Problema proposto: Resuma em duas frases o trecho sobre administração escolar e prática pedagógica.

Trecho de origem:
########
Paro (2003) defende que a escola já terá cumprido seu objetivo máximo e, em grande medida revolucionário, se obtiver êxito no processo de ensino-aprendizagem, ou seja, levando os alunos a assimilarem e compreenderem os conhecimentos produzidos e acumulados historicamente; para este autor, o domínio dos conhecimentos construídos coletivamente é um importante instrumento para a emancipação humana e, consequentemente, para a superação do modo de produção capitalista. Refletindo um pouco mais profundamente, vale a pena voltar-nos a Kramer, que alerta:
Temos dito que a função da escola democrática é socializar os conhecimentos produzidos na história, pelos homens. Temos definido tais conhecimentos como científicos, sistematizando-os em textos e manuais didáticos. Mas não estará, assim, a educação sendo reduzida a uma parte do saber humano e social (o dito científico), deixando uma lacuna ao desconsiderar a cultura e a crítica da cultura? (KRAMER, 1998, p. 26)
Diante dessas considerações, torna-se fundamental que a Administração Escolar, enquanto esforço coletivo para a consecução dos fins educacionais, propicie meios para que não apenas a rotina burocrática aconteça de modo a favorecer a prática pedagógica, como também favoreça condições para a reflexão dessa prática, pois a escolha dos conteúdos não pode se dar ao acaso, mas sim diante de uma perspectiva de formação global e de superação das contradições inerentes à sociedade de classe. Deste modo, cai por terra a idéia da Administração como mera aplicação de técnicas e métodos mais ou menos padronizados, uma vez que, comprometida com a prática pedagógica, e existindo em função desta, a Administração Escolar, enquanto movimento coletivo, cumpre função formativa, ou seja, sendo ação educativa intencional reveste-se, ela própria, de caráter pedagógico. Logo, rompe-se, assim, a dicotomização prática pedagógica X administração escolar, porque a Administração Escolar, no processo de formação que é o processo da participação coletiva, torna-se prática pedagógica fundamental para as práticas dentro da escola. Além disso, no momento em que a Administração Escolar deixa de ser centralizada em um ou em um pequeno grupo de sujeitos e sim num coletivo formado pelos amplos setores da escola, há que se admitir que também a própria prática pedagógica em sala de aula passa a ter caráter administrativo.
########
Itens listados:

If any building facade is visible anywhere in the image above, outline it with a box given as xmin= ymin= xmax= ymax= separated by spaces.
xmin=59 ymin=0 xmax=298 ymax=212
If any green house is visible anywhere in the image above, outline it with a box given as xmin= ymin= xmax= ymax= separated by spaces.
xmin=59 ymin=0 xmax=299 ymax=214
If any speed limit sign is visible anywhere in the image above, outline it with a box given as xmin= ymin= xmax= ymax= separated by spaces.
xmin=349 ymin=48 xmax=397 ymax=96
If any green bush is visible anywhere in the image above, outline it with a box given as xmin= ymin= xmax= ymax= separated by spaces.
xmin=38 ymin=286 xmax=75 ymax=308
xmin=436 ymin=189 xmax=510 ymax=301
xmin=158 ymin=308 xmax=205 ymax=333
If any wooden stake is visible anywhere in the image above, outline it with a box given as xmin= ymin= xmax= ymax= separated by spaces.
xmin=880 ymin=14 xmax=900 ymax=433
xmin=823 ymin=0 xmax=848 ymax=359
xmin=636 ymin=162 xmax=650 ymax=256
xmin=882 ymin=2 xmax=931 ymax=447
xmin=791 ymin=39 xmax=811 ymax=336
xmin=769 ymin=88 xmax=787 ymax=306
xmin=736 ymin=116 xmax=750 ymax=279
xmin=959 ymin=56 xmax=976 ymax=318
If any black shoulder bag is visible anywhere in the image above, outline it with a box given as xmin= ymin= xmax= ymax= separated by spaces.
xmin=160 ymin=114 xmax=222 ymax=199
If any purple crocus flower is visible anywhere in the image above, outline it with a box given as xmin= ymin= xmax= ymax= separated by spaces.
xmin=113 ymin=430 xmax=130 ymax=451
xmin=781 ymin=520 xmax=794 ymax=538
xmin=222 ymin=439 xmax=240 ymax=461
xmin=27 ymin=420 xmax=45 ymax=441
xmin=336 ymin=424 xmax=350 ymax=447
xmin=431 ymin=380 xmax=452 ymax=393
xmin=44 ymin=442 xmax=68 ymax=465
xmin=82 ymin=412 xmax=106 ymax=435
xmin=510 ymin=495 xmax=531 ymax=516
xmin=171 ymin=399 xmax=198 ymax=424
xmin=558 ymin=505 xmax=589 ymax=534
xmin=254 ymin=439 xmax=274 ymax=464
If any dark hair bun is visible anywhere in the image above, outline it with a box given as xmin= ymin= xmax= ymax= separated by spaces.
########
Tarefa concluída: Segundo Paro, a escola cumpre seu objetivo máximo ao levar os alunos a assimilarem os conhecimentos produzidos historicamente, instrumento de emancipação humana, enquanto Kramer pergunta se restringir a educação ao saber científico não deixa uma lacuna ao desconsiderar a cultura e a crítica da cultura. Diante disso, a Administração Escolar deve favorecer a prática pedagógica e a reflexão sobre ela e, como movimento coletivo, assume caráter pedagógico, rompendo a dicotomia entre as duas e conferindo também caráter administrativo à prática em sala de aula.